#### [Given exercise]
Reproduce exactly the lines from the one containing "Please point out the white snow" through the end of the listing, minus the pictures.

--- begin Listed records ---

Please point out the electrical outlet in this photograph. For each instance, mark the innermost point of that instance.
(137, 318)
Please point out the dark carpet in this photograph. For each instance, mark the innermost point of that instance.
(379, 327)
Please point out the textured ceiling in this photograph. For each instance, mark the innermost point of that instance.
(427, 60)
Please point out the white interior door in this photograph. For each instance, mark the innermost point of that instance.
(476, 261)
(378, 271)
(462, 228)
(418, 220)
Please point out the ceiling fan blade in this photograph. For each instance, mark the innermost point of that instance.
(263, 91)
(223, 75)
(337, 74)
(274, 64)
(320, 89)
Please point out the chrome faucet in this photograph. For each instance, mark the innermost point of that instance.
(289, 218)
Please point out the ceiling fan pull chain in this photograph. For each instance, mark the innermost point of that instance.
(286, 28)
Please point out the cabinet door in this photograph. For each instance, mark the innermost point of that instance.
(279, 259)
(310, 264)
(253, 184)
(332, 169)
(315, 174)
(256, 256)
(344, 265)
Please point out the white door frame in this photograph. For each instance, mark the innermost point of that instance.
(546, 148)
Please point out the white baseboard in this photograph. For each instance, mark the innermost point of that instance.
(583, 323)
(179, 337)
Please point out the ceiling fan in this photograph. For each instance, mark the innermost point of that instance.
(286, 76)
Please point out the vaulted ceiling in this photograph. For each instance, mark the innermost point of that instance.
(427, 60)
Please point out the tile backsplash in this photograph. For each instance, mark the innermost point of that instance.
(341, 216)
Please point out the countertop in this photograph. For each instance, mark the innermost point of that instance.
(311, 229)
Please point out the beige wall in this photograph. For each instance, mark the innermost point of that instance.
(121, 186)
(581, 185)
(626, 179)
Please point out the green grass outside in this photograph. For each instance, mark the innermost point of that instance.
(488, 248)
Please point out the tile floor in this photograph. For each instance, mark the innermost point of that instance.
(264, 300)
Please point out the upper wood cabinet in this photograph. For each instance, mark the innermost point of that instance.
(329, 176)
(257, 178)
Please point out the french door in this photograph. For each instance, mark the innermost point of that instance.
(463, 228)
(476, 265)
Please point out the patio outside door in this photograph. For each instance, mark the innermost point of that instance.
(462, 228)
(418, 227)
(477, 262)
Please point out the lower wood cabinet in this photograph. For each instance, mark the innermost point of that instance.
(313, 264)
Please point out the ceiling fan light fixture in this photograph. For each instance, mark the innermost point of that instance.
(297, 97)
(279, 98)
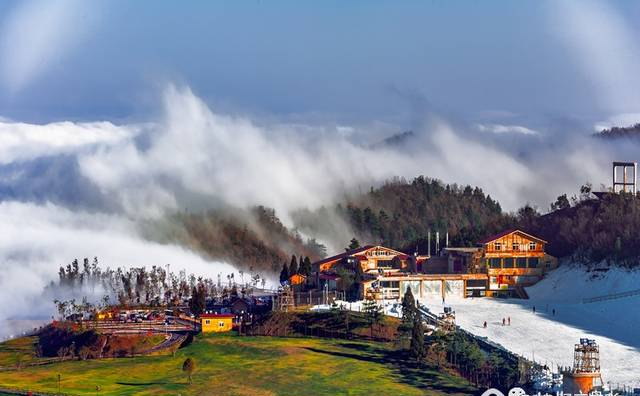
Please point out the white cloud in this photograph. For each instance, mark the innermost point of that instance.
(605, 47)
(37, 239)
(618, 120)
(21, 141)
(38, 34)
(499, 128)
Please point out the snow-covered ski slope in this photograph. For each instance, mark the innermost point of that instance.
(549, 338)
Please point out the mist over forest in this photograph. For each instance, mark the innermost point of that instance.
(213, 193)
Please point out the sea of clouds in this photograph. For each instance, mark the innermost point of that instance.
(82, 189)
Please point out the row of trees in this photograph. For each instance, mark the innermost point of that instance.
(98, 288)
(300, 266)
(248, 238)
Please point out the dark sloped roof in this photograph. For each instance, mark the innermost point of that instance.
(343, 255)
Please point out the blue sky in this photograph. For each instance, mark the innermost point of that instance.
(338, 60)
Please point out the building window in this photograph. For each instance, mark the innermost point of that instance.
(494, 263)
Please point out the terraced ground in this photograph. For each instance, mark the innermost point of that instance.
(232, 365)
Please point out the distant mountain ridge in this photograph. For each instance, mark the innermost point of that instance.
(394, 140)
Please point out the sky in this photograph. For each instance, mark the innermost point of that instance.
(115, 114)
(348, 61)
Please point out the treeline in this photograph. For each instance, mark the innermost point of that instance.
(154, 287)
(582, 227)
(400, 214)
(248, 240)
(592, 230)
(295, 267)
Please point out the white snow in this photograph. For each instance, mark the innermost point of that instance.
(549, 338)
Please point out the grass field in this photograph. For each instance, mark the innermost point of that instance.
(232, 365)
(20, 348)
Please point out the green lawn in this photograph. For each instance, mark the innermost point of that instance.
(23, 349)
(232, 365)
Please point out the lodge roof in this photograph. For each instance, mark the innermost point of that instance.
(217, 316)
(508, 232)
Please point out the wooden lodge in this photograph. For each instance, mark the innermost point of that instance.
(499, 265)
(515, 259)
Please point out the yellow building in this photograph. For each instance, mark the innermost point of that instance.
(217, 323)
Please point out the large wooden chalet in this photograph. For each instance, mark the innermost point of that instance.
(499, 265)
(514, 258)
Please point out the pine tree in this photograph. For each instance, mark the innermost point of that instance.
(284, 274)
(409, 311)
(373, 313)
(293, 266)
(305, 266)
(416, 349)
(189, 366)
(353, 244)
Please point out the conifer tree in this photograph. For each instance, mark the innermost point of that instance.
(305, 266)
(409, 311)
(353, 244)
(284, 274)
(293, 266)
(416, 349)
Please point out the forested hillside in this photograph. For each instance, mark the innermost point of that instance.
(400, 214)
(250, 239)
(593, 230)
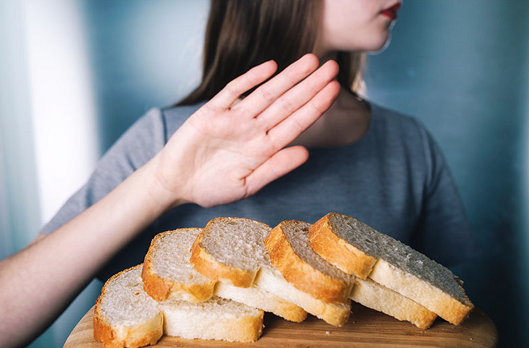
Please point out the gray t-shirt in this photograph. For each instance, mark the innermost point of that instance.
(394, 179)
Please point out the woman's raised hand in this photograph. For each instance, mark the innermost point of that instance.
(231, 148)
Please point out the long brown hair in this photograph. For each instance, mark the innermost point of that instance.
(241, 34)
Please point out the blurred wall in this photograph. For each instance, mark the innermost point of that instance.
(461, 67)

--- end Listed records ---

#### [Solution for this task]
Please point out the white snow in this photograph. For each instance, mark the innermost point of that instance.
(549, 338)
Please point out the grass field in this photograph. For each instance, mark the innermost point of that instance.
(232, 365)
(20, 348)
Please point out the green lawn in this photograph. For each instance, mark the innermost point of that instance.
(23, 349)
(232, 365)
Please point out the lodge roof in this photograph. For each instance, mark the innermost point of that instance.
(217, 316)
(508, 232)
Please point out the wooden lodge in this photograph. For each instance, mark the innermost point of that instance.
(499, 265)
(515, 259)
Please point out the yellow building in this photograph. For each instance, mark the innermost point of that instance.
(217, 323)
Please point out the large wooden chalet in this photograph. For each instance, mark the innermost point of that instance.
(499, 265)
(514, 258)
Please point out the pine tree in this photograph. For each instance, mark the innermost point of that instance.
(284, 274)
(409, 311)
(373, 313)
(293, 266)
(305, 266)
(416, 349)
(189, 366)
(353, 244)
Please point out the conifer tree in this photograph. For each instance, mark the innermost point of that instance.
(305, 266)
(409, 311)
(353, 244)
(284, 274)
(293, 266)
(416, 349)
Please point out the forested hillside in this photograph. For each instance, mark the innermost point of that instance.
(400, 214)
(250, 239)
(593, 230)
Please point out the gray t-shirt in this photograph. For each instance, mark the innermost point of that instance.
(394, 179)
Please point out the woman's raised hand in this photograph. For each instance, mark the innermost point of that instance.
(231, 148)
Please point out the long brown hair in this photograph. For each instance, mark the innermost point of that instance.
(241, 34)
Please point out the blurred wall in this photograph. For each instance, mark the innermost point of that instance.
(461, 67)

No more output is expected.